I was 13 when my my Mom taught me the first lesson about resources: we do not have to eat when we are hungry, but we can surely eat when food is available. 

I was born in Mina, a coastal city north of Lebanon, to a very poor family. 

My dad died when I was 9 years old, sending us into a vortex of extremely unfortunate events. 

By the age of 14, the Lebanese Army were recruiting and everyone in the family urged us, the young boys, to enroll. There was magic in the 300$ a month that the Army offered. I went to with my cousin, Mohamed who is now an officer and lives on less than 1000$ a month, to enroll. I had a change of mind just before going into the room to sign my papers; I felt that I was not made for this. I was not made for minimum wage. I wanted to learn, I wanted to live, I wanted to achieve. 

My whole family, except my Mom, were against my decision. My mother stood by my "stupid decision" back then and allowed me to have it my way. I never went to the army, I chose my journey in silence and went back to school.

I am not a college drop-out, simply because I never went to college. We could not afford the daily transportation of 2$, and I did not have the psychology nor the mindset to find a solution for that. 

On the 13th of November 1997, I left home and moved to Beirut, I had 12$ that I borrowed from my friend Sleiman, who now lives in Canada, and a backpack with few tuna cans, bread, one pair of jeans, and 3 T - shirts.

I arrived to Charles El Helou avenue, to a brave new world that I knew nothing of, and started looking for work. 

Rejection after rejection, day after day, I was living under the Charles El Helou bridge. At times the drivers, who used to wait there for passengers,  offered me from their food. Some of them would let me sleep on their cars.

I lived on the streets for a few months, and I never had the guts to go back home. I didn't want to be called a failure, though I was nothing more than a rat. 

It was then, when I decided to start my very first business. I decided to work as a cleaning person for the buildings around Ashrafieh, I would go clean the stairs, take the garbage, and do whatever I am asked to do, and I would charge around 1$ per apartment.

☆ ☆ ☆ ☆

CHALLENGE => Print the passage of the account above that opens with the words containing "I am not a college" and closes with "solution for that.". The records have no connection to the account above.

☆ ☆ ☆ ☆

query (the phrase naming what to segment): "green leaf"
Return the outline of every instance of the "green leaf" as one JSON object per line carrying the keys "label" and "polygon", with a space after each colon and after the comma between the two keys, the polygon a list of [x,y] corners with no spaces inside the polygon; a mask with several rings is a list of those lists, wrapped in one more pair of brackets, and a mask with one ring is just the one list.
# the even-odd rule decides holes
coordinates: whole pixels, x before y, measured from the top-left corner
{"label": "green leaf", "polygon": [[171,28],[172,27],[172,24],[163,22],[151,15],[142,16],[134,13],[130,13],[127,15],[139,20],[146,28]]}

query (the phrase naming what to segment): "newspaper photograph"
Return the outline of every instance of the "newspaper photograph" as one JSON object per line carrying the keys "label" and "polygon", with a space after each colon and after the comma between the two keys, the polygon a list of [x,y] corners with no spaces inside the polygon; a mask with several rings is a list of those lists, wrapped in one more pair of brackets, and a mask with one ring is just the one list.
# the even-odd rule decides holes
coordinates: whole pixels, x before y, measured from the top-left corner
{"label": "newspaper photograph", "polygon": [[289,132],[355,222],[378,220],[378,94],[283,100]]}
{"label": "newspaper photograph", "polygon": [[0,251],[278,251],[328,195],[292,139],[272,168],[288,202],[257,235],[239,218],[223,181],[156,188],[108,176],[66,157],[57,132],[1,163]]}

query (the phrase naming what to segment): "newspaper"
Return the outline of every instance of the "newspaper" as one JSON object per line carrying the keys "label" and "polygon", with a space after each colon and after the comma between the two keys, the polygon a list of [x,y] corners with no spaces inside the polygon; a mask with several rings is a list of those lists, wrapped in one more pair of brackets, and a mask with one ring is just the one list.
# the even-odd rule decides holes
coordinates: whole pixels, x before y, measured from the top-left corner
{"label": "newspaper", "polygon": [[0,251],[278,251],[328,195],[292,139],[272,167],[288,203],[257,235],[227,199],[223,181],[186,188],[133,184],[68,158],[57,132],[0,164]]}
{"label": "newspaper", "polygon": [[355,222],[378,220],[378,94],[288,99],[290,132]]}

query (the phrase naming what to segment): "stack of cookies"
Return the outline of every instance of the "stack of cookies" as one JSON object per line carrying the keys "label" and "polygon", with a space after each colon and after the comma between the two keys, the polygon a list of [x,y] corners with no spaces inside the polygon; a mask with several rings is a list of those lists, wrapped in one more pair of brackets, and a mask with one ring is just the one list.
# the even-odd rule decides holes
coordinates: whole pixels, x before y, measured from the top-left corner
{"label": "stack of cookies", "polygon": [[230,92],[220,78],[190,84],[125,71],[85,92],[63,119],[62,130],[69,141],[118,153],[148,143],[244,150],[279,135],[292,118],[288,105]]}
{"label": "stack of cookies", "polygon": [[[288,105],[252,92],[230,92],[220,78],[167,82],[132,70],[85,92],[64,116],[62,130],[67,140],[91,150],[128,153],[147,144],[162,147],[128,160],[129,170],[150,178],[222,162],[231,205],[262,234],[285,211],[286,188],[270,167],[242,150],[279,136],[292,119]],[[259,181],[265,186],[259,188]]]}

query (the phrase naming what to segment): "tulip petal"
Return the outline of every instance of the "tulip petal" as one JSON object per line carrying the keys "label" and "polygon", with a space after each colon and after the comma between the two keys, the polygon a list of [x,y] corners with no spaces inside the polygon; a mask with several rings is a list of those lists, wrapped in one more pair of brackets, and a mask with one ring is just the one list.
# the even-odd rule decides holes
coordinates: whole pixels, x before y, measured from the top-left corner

☆ ☆ ☆ ☆

TASK ANSWER =>
I am not a college drop-out, simply because I never went to college. We could not afford the daily transportation of 2$, and I did not have the psychology nor the mindset to find a solution for that.